-- TASK STATEMENT --
Write out the listing below character for character, though without its pictures.

-- RECORDS FOR THIS TASK --
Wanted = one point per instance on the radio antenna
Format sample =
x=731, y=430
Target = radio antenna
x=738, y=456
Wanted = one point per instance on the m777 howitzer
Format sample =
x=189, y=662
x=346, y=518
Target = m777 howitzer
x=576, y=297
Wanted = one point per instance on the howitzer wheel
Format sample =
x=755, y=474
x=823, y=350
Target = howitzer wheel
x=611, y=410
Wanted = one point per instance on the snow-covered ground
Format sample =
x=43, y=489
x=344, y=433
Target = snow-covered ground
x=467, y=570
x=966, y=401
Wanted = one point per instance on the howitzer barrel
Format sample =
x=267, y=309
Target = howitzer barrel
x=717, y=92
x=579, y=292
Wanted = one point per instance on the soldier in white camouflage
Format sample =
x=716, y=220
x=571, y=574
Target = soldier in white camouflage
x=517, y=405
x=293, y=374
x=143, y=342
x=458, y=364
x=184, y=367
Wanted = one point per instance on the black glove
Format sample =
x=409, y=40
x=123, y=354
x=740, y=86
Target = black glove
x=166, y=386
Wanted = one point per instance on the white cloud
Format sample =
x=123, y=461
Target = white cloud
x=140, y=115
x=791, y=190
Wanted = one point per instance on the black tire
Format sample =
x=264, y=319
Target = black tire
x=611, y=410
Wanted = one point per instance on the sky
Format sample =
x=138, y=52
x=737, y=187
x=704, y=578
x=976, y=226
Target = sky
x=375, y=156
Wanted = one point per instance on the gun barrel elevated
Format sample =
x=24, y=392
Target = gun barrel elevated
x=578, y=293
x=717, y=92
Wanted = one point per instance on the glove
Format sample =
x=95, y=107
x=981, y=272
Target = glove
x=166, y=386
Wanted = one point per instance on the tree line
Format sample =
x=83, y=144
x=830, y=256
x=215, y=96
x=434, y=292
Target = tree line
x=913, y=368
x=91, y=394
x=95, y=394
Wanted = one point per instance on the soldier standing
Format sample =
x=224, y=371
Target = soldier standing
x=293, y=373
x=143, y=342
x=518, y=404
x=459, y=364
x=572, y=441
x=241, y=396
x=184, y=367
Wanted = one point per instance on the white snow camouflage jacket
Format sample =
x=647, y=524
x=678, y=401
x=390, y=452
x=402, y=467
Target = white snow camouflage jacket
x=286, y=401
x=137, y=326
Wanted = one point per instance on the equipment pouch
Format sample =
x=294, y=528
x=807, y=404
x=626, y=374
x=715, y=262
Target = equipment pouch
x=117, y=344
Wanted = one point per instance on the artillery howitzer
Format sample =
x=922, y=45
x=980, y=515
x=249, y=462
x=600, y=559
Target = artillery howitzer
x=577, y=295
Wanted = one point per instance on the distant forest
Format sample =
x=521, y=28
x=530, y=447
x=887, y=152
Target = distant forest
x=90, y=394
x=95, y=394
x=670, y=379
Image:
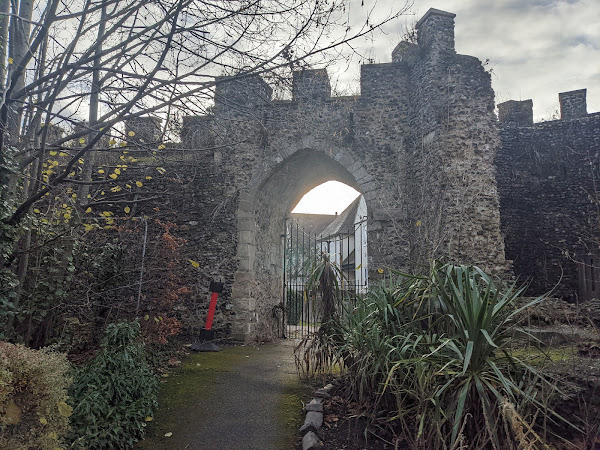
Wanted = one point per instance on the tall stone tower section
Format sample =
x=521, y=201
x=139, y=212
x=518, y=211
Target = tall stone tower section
x=454, y=136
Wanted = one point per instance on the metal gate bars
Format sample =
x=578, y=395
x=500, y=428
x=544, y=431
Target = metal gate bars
x=303, y=249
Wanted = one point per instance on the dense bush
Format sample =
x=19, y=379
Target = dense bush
x=33, y=395
x=429, y=354
x=115, y=393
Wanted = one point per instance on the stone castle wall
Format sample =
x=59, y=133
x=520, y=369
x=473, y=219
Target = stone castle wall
x=418, y=143
x=548, y=178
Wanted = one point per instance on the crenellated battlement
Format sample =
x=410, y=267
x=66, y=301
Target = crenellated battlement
x=519, y=113
x=435, y=37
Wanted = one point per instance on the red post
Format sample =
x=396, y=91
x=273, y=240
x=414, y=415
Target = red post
x=211, y=310
x=216, y=288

-- SOLVED EXERCISE --
Wanted = one point per instance on the radio antenna
Format sample =
x=731, y=430
Target = radio antenna
x=738, y=456
Wanted = one point per instance on the m777 howitzer
Format sample =
x=189, y=662
x=346, y=518
Target = m777 howitzer
x=576, y=297
Wanted = one point per instance on the howitzer wheel
Format sample =
x=755, y=474
x=823, y=350
Target = howitzer wheel
x=611, y=410
Wanted = one point per instance on the snow-covered ground
Format sample =
x=43, y=489
x=344, y=433
Target = snow-covered ground
x=467, y=570
x=966, y=401
Wanted = one point per instance on the howitzer barrel
Format sample =
x=267, y=309
Target = howitzer barrel
x=717, y=92
x=579, y=292
Wanted = one point per instance on the soldier in white camouflage
Format sample =
x=716, y=220
x=571, y=574
Target = soldier in white camouflage
x=517, y=405
x=293, y=374
x=143, y=342
x=458, y=364
x=184, y=367
Wanted = one point per instance on the black glove
Format sample =
x=409, y=40
x=123, y=354
x=740, y=86
Target = black glove
x=166, y=386
Wanted = one point per instance on the white cloud
Format sample =
x=123, y=461
Target = white cloud
x=140, y=115
x=791, y=190
Wanted = one point per instance on the black tire
Format sample =
x=264, y=319
Target = black tire
x=611, y=410
Wanted = one point per instance on the sky
Format sample =
x=138, y=52
x=737, y=187
x=704, y=578
x=976, y=226
Target = sky
x=375, y=156
Wanted = one point per instance on the gun barrel elevated
Format sample =
x=24, y=392
Target = gun barrel elevated
x=578, y=293
x=717, y=92
Wanted = one point per instance on the glove
Format sample =
x=95, y=107
x=981, y=272
Target = glove
x=166, y=386
Wanted = one point per instance on the tree line
Format sample =
x=83, y=144
x=830, y=256
x=215, y=96
x=434, y=292
Target = tree line
x=913, y=368
x=91, y=394
x=95, y=394
Wanted = one point per instance on the soldier standing
Format sample =
x=224, y=371
Target = soldier standing
x=293, y=373
x=143, y=342
x=518, y=404
x=459, y=364
x=572, y=441
x=241, y=396
x=184, y=367
Wanted = one point per instance on the white snow camouflage jacket
Format sample =
x=647, y=524
x=678, y=401
x=390, y=452
x=402, y=467
Target = white snow camouflage jacket
x=286, y=401
x=137, y=326
Wanted = one point per instance on the equipment pouch
Format sample =
x=294, y=528
x=807, y=404
x=626, y=374
x=715, y=262
Target = equipment pouch
x=117, y=344
Wanted = one point per instance on the artillery howitzer
Format sample =
x=922, y=45
x=980, y=515
x=249, y=462
x=600, y=559
Target = artillery howitzer
x=577, y=295
Wanted = one point per instance on the distant forest
Format sample =
x=521, y=28
x=530, y=447
x=887, y=152
Target = distant forest
x=90, y=394
x=95, y=394
x=670, y=379
Image:
Wanted = one point per instance on the tall stone tower section
Format sample =
x=521, y=201
x=139, y=212
x=518, y=211
Target = tall stone tower section
x=454, y=136
Wanted = one point per instance on the metal gate bars
Format sample =
x=578, y=395
x=500, y=428
x=544, y=431
Target = metal gate bars
x=303, y=249
Wanted = one point per instance on the dense bush
Format sample =
x=19, y=379
Target = dense bush
x=33, y=395
x=429, y=354
x=115, y=393
Wanted = one point per instance on the stone castle wall
Format sample =
x=59, y=133
x=520, y=369
x=473, y=219
Target = stone castle wall
x=418, y=143
x=548, y=178
Wanted = one point per instance on the crenellated battlement
Format sample =
x=410, y=267
x=66, y=301
Target = crenellated battlement
x=519, y=113
x=435, y=37
Wanted = one point per instance on the red post
Format sample =
x=396, y=91
x=273, y=240
x=414, y=415
Target = red post
x=211, y=310
x=216, y=288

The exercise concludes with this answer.